◆ Stated problem ◆
Can you rewrite the data below with every "sample" swapped for "example" and all else left unchanged?

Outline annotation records
* START *
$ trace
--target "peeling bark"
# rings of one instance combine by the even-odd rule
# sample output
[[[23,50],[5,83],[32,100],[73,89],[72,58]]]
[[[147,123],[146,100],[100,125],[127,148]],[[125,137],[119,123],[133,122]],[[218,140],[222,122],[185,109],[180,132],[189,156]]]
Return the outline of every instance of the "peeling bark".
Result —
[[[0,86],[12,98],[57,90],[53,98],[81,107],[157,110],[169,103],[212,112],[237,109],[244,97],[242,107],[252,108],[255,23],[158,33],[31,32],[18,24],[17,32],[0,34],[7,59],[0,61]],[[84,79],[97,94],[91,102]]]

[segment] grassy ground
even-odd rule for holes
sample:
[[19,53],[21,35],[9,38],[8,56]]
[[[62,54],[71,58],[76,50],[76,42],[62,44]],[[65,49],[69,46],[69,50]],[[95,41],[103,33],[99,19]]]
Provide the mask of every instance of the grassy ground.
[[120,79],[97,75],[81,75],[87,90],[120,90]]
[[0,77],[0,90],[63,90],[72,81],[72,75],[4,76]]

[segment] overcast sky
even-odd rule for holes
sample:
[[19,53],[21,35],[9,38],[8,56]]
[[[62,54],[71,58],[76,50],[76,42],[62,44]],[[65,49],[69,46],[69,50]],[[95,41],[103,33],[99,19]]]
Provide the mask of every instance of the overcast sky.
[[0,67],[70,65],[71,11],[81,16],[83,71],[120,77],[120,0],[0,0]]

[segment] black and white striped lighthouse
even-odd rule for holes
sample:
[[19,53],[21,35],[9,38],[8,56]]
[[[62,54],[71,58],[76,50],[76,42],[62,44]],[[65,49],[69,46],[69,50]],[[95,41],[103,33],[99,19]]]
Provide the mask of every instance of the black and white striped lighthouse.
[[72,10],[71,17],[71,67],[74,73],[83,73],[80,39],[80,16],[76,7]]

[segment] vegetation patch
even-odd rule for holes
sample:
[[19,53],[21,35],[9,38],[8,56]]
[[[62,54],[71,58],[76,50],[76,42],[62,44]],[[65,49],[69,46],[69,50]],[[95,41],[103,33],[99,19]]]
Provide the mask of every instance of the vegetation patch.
* END *
◆ Answer below ◆
$ trace
--target "peeling bark"
# rings of one instance combine by the even-odd rule
# example output
[[[23,50],[5,83],[32,100],[73,89],[72,58]]]
[[[147,123],[146,100],[100,125],[127,148]],[[125,137],[119,123],[133,122]],[[218,140],[222,122],[185,109],[180,132],[189,156]]]
Return the outline of every instance of the "peeling bark".
Result —
[[[0,86],[12,98],[57,90],[53,98],[81,107],[157,110],[169,103],[212,112],[237,109],[244,97],[242,107],[252,108],[255,23],[158,33],[31,32],[18,24],[17,32],[0,34],[7,59],[0,61]],[[84,79],[97,94],[91,102]]]

[segment] grassy ground
even-odd rule for holes
example:
[[19,53],[21,35],[9,38],[8,56]]
[[[62,54],[71,58],[76,50],[76,42],[62,44]],[[65,49],[69,46],[69,50]],[[95,41],[103,33],[99,19]]]
Provide the mask of every instance of the grassy ground.
[[120,79],[97,75],[81,75],[87,90],[120,90]]
[[0,77],[0,90],[63,90],[72,81],[72,75],[4,76]]

[segment] overcast sky
even-odd rule for holes
example:
[[19,53],[21,35],[9,38],[8,56]]
[[[62,54],[71,58],[76,50],[76,42],[62,44]],[[65,49],[69,46],[69,50]],[[95,41],[103,33],[99,19]]]
Provide the mask of every instance of the overcast sky.
[[0,67],[70,65],[71,11],[81,16],[83,71],[120,77],[120,0],[0,0]]

[segment] black and white striped lighthouse
even-odd rule for holes
example:
[[19,53],[21,35],[9,38],[8,56]]
[[[62,54],[71,58],[76,50],[76,42],[62,44]],[[65,49],[69,46],[69,50]],[[95,41],[103,33],[99,19]]]
Provide the mask of every instance of the black and white striped lighthouse.
[[72,10],[71,17],[71,67],[74,73],[83,73],[80,39],[80,16],[76,7]]

[segment] vegetation patch
even-odd rule for holes
example:
[[19,53],[21,35],[9,38],[8,56]]
[[[62,54],[71,58],[76,50],[76,42],[62,44]],[[65,49],[69,46],[69,50]],[[95,41],[103,33],[99,19]]]
Provide the mask of every instance of the vegetation patch.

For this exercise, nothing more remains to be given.